**EXERCISE DETAILS:** Please give again every entry exactly as it appears, setting aside the pictures.

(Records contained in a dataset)
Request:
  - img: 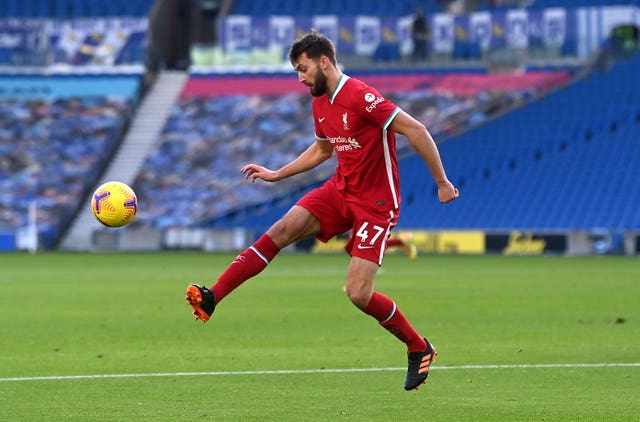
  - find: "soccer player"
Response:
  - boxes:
[186,30,459,391]
[386,232,418,260]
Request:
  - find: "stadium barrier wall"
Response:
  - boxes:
[90,227,255,252]
[0,233,16,251]
[0,75,142,101]
[3,227,634,255]
[78,228,640,256]
[632,233,640,255]
[314,230,632,255]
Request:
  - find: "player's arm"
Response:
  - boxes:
[389,109,459,203]
[242,139,334,183]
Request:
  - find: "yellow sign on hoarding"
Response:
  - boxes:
[312,231,485,254]
[503,231,546,255]
[312,236,348,253]
[410,231,485,254]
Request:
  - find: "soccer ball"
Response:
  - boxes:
[91,181,138,227]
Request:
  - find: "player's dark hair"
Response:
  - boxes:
[288,29,337,66]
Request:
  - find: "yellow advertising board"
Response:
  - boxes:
[311,231,485,254]
[408,230,485,254]
[502,231,547,255]
[312,236,348,253]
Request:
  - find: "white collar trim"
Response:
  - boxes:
[329,74,350,104]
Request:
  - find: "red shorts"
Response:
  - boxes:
[296,179,399,265]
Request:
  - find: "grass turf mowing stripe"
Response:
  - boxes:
[2,362,638,382]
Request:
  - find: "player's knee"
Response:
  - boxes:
[266,207,319,246]
[344,284,371,309]
[266,219,289,243]
[266,217,301,247]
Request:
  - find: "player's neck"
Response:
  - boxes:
[325,70,344,98]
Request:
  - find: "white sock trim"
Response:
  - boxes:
[380,302,397,324]
[249,245,270,265]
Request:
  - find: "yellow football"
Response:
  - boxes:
[90,181,138,227]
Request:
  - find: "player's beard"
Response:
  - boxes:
[310,68,328,97]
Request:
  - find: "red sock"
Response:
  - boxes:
[362,292,427,352]
[386,239,403,247]
[210,234,280,302]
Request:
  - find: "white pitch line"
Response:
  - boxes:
[1,363,639,383]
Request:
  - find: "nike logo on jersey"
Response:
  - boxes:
[319,117,326,122]
[357,244,375,250]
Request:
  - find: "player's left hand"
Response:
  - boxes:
[438,181,459,204]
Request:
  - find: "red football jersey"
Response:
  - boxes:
[312,75,401,210]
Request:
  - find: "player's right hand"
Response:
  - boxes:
[241,164,277,183]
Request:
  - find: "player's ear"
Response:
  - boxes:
[320,55,329,70]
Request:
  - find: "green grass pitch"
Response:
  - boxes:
[0,252,638,421]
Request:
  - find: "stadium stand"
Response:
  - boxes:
[461,0,640,11]
[131,90,329,228]
[182,52,638,235]
[0,0,152,67]
[0,0,152,249]
[59,71,187,251]
[399,52,640,231]
[2,0,638,253]
[0,0,155,18]
[230,0,638,15]
[231,0,446,15]
[0,93,134,248]
[526,0,638,8]
[130,69,573,231]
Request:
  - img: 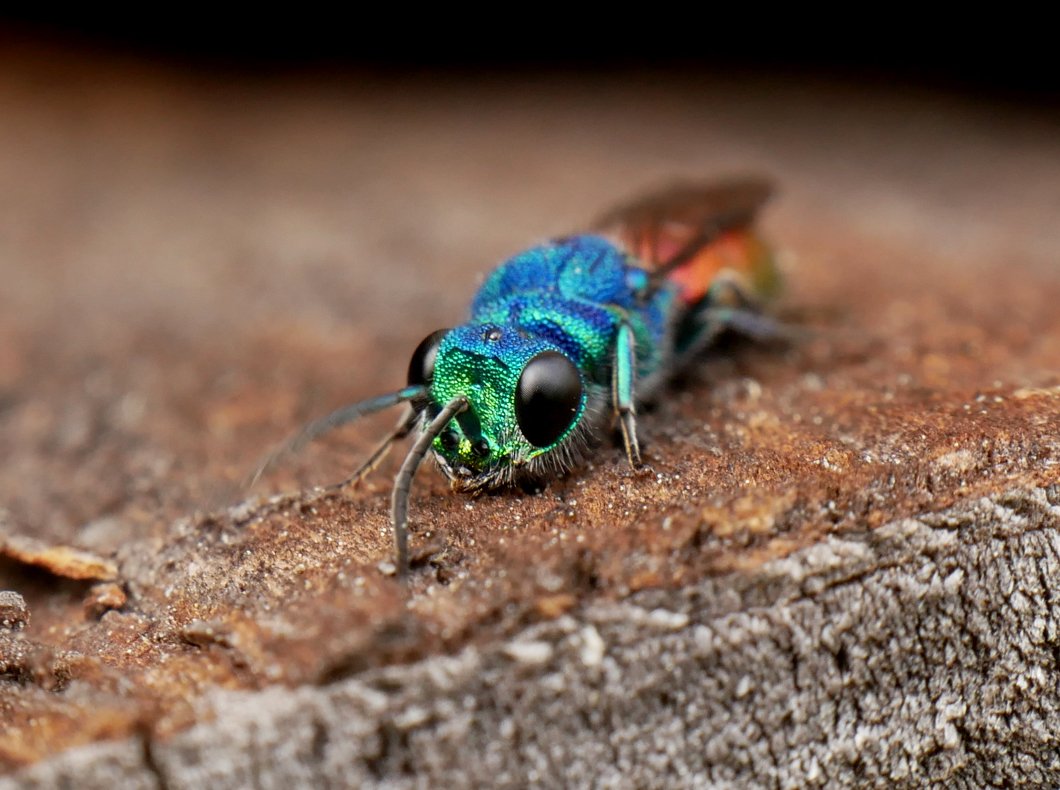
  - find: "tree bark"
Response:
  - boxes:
[5,489,1059,788]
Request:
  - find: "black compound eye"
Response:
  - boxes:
[515,351,583,448]
[407,329,449,387]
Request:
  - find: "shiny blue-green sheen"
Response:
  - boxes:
[428,235,673,486]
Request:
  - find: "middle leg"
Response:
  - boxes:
[612,320,642,468]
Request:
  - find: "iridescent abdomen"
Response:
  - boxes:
[596,177,779,312]
[619,227,779,309]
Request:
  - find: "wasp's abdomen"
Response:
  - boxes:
[595,178,779,310]
[626,228,778,308]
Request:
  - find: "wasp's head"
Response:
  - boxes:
[407,324,586,489]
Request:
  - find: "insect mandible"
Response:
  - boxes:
[253,179,784,577]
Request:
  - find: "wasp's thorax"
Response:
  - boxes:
[411,323,585,488]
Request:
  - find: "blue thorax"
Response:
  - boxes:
[468,235,671,380]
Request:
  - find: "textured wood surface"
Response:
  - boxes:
[1,45,1059,787]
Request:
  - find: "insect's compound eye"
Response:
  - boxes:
[407,329,450,387]
[515,351,582,448]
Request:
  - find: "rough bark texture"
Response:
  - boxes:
[1,44,1059,788]
[7,489,1060,788]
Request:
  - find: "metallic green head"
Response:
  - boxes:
[406,323,588,489]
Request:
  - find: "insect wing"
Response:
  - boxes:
[594,179,772,267]
[594,179,776,304]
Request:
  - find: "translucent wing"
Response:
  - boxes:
[595,178,772,267]
[594,178,776,302]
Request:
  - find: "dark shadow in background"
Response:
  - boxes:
[1,15,1057,106]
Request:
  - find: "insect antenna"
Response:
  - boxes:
[246,384,428,492]
[391,396,468,578]
[324,407,419,493]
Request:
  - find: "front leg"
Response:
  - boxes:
[612,320,642,468]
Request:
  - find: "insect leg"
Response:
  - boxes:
[612,321,642,468]
[696,306,793,343]
[672,303,796,373]
[705,276,790,337]
[326,407,419,492]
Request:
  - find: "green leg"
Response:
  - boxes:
[613,321,642,467]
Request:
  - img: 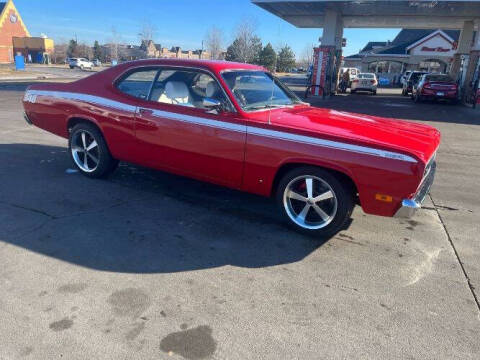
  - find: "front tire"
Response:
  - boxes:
[276,167,354,238]
[69,123,118,178]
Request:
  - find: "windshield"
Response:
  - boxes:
[221,71,302,111]
[410,72,426,81]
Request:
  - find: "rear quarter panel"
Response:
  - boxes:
[23,68,139,163]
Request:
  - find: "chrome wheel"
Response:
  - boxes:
[71,130,99,173]
[283,175,338,230]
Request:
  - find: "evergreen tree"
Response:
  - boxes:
[225,39,242,62]
[67,39,78,58]
[276,45,296,72]
[93,40,102,60]
[259,43,276,72]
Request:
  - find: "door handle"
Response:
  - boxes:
[138,108,153,116]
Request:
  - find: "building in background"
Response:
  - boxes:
[139,40,210,60]
[0,0,29,63]
[0,0,54,64]
[344,29,461,84]
[13,35,54,63]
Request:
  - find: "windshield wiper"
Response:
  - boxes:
[245,103,292,111]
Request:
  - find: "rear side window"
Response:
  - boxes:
[426,75,453,82]
[116,69,158,99]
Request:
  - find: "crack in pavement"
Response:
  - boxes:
[7,203,57,219]
[429,194,480,314]
[2,195,152,241]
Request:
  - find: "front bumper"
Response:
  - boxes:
[23,111,32,125]
[395,160,436,218]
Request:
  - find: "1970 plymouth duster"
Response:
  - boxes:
[22,59,440,237]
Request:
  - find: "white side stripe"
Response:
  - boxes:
[247,127,417,162]
[151,109,245,133]
[24,90,417,163]
[26,90,136,112]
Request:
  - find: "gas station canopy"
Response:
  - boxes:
[252,0,480,29]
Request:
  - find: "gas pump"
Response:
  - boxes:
[471,58,480,108]
[457,54,470,99]
[309,46,336,97]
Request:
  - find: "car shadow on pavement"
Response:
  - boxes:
[0,143,339,273]
[0,82,40,92]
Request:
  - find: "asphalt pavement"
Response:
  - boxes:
[0,78,479,360]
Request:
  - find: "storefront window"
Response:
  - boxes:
[368,61,404,74]
[419,60,447,73]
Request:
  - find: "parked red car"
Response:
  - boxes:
[22,59,440,237]
[412,74,458,103]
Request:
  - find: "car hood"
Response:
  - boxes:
[247,105,440,164]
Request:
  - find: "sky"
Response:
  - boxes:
[14,0,401,58]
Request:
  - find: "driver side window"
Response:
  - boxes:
[149,68,232,111]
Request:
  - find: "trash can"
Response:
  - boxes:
[14,55,25,71]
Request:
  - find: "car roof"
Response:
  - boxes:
[114,58,266,73]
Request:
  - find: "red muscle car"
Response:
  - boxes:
[22,59,440,237]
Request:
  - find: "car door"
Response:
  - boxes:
[132,67,246,188]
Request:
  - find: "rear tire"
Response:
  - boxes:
[68,123,118,178]
[276,167,354,238]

**SOLUTION TO THIS EXERCISE:**
Request:
  - img: 
  - find: "soccer player"
Response:
  - boxes:
[186,30,459,391]
[386,232,418,260]
Request:
  - find: "stadium barrier wall"
Response:
  - boxes:
[90,227,255,252]
[0,233,16,251]
[0,75,142,101]
[3,227,634,255]
[78,228,640,256]
[632,233,640,255]
[314,230,632,255]
Request:
  - find: "player's arm"
Response:
  - boxes:
[389,109,459,203]
[242,139,334,183]
Request:
  - find: "yellow sign on hoarding"
Response:
  - boxes:
[312,231,485,254]
[503,231,546,255]
[312,236,348,253]
[410,231,485,254]
Request:
  - find: "soccer ball"
Response:
  - boxes:
[91,181,138,227]
Request:
  - find: "player's dark hair"
Response:
  - boxes:
[288,29,337,66]
Request:
  - find: "yellow advertising board"
Response:
  - boxes:
[311,231,485,254]
[408,230,485,254]
[502,231,547,255]
[312,236,348,253]
Request:
  - find: "white collar trim"
Response:
  - boxes:
[329,74,350,104]
Request:
  - find: "red shorts"
Response:
  - boxes:
[296,179,399,265]
Request:
  - find: "grass turf mowing stripe"
Response:
  - boxes:
[2,362,638,382]
Request:
  - find: "player's knee"
Response:
  - boxes:
[266,207,319,246]
[344,284,371,309]
[266,219,289,243]
[266,217,301,247]
Request:
  - find: "player's neck"
Response:
  - boxes:
[325,70,344,98]
Request:
  - find: "white sock trim"
Response:
  - boxes:
[380,302,397,324]
[249,245,270,265]
Request:
  - find: "yellow football"
Response:
  - boxes:
[90,181,138,227]
Request:
  - find: "player's beard"
Response:
  - boxes:
[310,68,328,97]
Request:
  - find: "red sock"
Response:
  - boxes:
[362,292,427,352]
[386,239,403,247]
[210,234,280,302]
Request:
  - find: "white pitch line"
Response:
  - boxes:
[1,363,639,383]
Request:
  - find: "nike logo on jersey"
Response:
  - boxes:
[319,117,326,122]
[357,244,375,250]
Request:
  - find: "player's left hand"
Response:
  - boxes:
[438,181,459,204]
Request:
  - find: "red football jersey"
Response:
  - boxes:
[312,75,401,210]
Request:
  - find: "player's right hand"
Response:
  - boxes:
[241,164,277,183]
Request:
  - find: "player's ear"
Response:
  - boxes:
[320,55,329,70]
Request:
  - find: "green grass pitch"
Response:
  - boxes:
[0,252,638,421]
Request:
  - find: "stadium stand"
Response:
  - boxes:
[461,0,640,11]
[131,90,329,228]
[182,52,638,235]
[0,0,152,67]
[0,0,152,249]
[59,71,187,251]
[399,52,640,231]
[2,0,638,253]
[0,0,155,18]
[230,0,638,15]
[231,0,446,15]
[0,93,134,248]
[526,0,638,8]
[130,69,573,231]
Request:
  - img: 
  - find: "tree bark"
Response:
  - boxes:
[5,489,1059,788]
Request:
  - find: "black compound eye"
Response:
  - boxes:
[515,351,583,448]
[407,329,449,387]
Request:
  - find: "shiny blue-green sheen"
Response:
  - boxes:
[428,235,673,486]
Request:
  - find: "middle leg"
Response:
  - boxes:
[612,320,642,468]
Request:
  - find: "iridescent abdomen"
Response:
  - boxes:
[596,177,779,312]
[619,227,779,309]
Request:
  - find: "wasp's abdomen"
Response:
  - boxes:
[595,178,779,310]
[626,228,778,308]
Request:
  - find: "wasp's head"
Response:
  - boxes:
[407,324,586,489]
Request:
  - find: "insect mandible"
Response:
  - boxes:
[253,179,784,577]
Request:
  - find: "wasp's thorax"
Response:
  - boxes:
[411,323,585,488]
Request:
  - find: "blue thorax"
Response:
  - boxes:
[468,235,671,380]
Request:
  - find: "textured wood surface"
Response:
  - boxes:
[1,45,1059,787]
Request:
  - find: "insect's compound eye"
Response:
  - boxes:
[407,329,450,387]
[515,351,582,448]
Request:
  - find: "rough bark texture"
Response:
  - boxes:
[1,44,1059,788]
[7,489,1060,788]
Request:
  - find: "metallic green head"
Response:
  - boxes:
[406,323,588,489]
Request:
  - find: "insect wing"
Response:
  - boxes:
[594,179,772,267]
[594,179,776,304]
Request:
  - find: "translucent wing"
Response:
  - boxes:
[595,178,772,267]
[594,178,776,302]
Request:
  - find: "dark shadow in background"
Response:
  - boxes:
[1,15,1057,106]
Request:
  - find: "insect antenna"
Response:
  - boxes:
[246,384,428,492]
[391,396,468,578]
[324,407,419,493]
Request:
  - find: "front leg"
Response:
  - boxes:
[612,320,642,468]
Request:
  - find: "insect leg"
Response:
  - boxes:
[612,321,642,468]
[696,306,793,343]
[672,303,796,373]
[705,276,790,337]
[326,407,419,492]
Request:
  - find: "green leg"
Response:
  - boxes:
[613,321,642,467]
Request:
  - img: 
  - find: "front tire"
Response:
  - boxes:
[276,167,354,238]
[69,123,118,178]
Request:
  - find: "windshield"
Response:
  - boxes:
[221,71,302,111]
[410,72,426,81]
Request:
  - find: "rear quarter panel"
Response:
  - boxes:
[23,68,139,163]
Request:
  - find: "chrome wheel"
Response:
  - boxes:
[71,130,99,173]
[283,175,338,230]
Request:
  - find: "evergreen tree"
Response:
  - boxes:
[225,39,242,62]
[67,39,78,58]
[276,45,296,72]
[93,40,102,60]
[259,43,276,72]
Request:
  - find: "door handle"
Response:
  - boxes:
[138,108,153,116]
Request:
  - find: "building in background"
Response:
  - boxes:
[139,40,210,60]
[0,0,29,63]
[0,0,54,64]
[344,29,461,84]
[13,35,54,63]
Request:
  - find: "windshield wiper"
Response:
  - boxes:
[245,103,292,111]
Request:
  - find: "rear side window"
Response:
  - boxes:
[426,75,453,82]
[116,69,158,99]
Request:
  - find: "crack in pavement"
Response:
  - boxes:
[7,203,57,219]
[429,194,480,314]
[2,195,152,241]
Request:
  - find: "front bumper"
Response:
  - boxes:
[23,111,32,125]
[395,160,436,218]
Request:
  - find: "1970 plymouth duster"
Response:
  - boxes:
[22,59,440,237]
Request:
  - find: "white side stripe"
Response:
  - boxes:
[247,127,417,162]
[151,109,245,133]
[24,90,417,163]
[26,90,136,112]
Request:
  - find: "gas station canopy"
Response:
  - boxes:
[252,0,480,29]
Request:
  - find: "gas pump"
Response:
  - boxes:
[471,58,480,108]
[457,54,470,99]
[309,46,336,97]
Request:
  - find: "car shadow on pavement"
Response:
  - boxes:
[0,143,339,273]
[0,82,40,92]
Request:
  - find: "asphalt pavement"
Response:
  - boxes:
[0,78,479,360]
Request:
  - find: "storefront window"
Response:
  - boxes:
[368,61,404,74]
[419,60,447,73]
Request:
  - find: "parked red car"
Response:
  - boxes:
[22,59,440,237]
[412,74,458,103]
Request:
  - find: "car hood"
Response:
  - boxes:
[247,105,440,164]
Request:
  - find: "sky"
Response:
  - boxes:
[14,0,401,58]
Request:
  - find: "driver side window"
Response:
  - boxes:
[149,68,232,111]
Request:
  - find: "trash can"
Response:
  - boxes:
[14,55,25,71]
Request:
  - find: "car roof"
Response:
  - boxes:
[114,58,266,73]
Request:
  - find: "red muscle car"
Response:
  - boxes:
[22,59,440,237]
Request:
  - find: "car door"
Response:
  - boxes:
[132,67,246,188]
Request:
  - find: "rear tire"
Response:
  - boxes:
[68,123,118,178]
[276,167,354,238]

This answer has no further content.